## What the task requires
Set down the data below in full, exactly as it reads, but without the pictures.

## Records to process
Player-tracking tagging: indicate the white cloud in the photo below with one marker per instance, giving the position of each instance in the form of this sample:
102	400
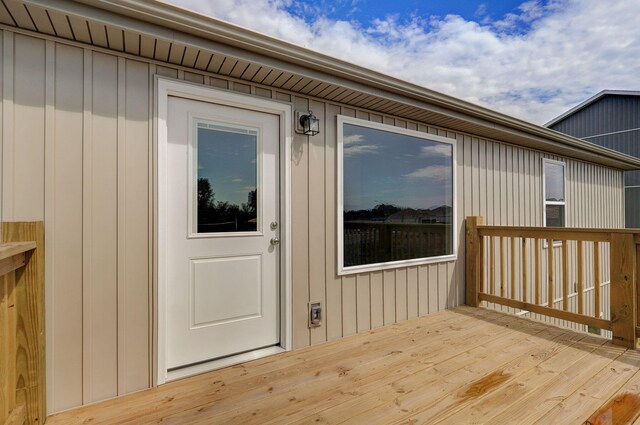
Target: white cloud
353	139
436	173
359	150
533	64
436	150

## Answer section
Player-tracking tagging: indicate the white cloud in the photo below with one marker per instance, giving the position of each instance in the form of this sample:
102	400
Target: white cloud
353	139
436	173
359	150
533	64
436	150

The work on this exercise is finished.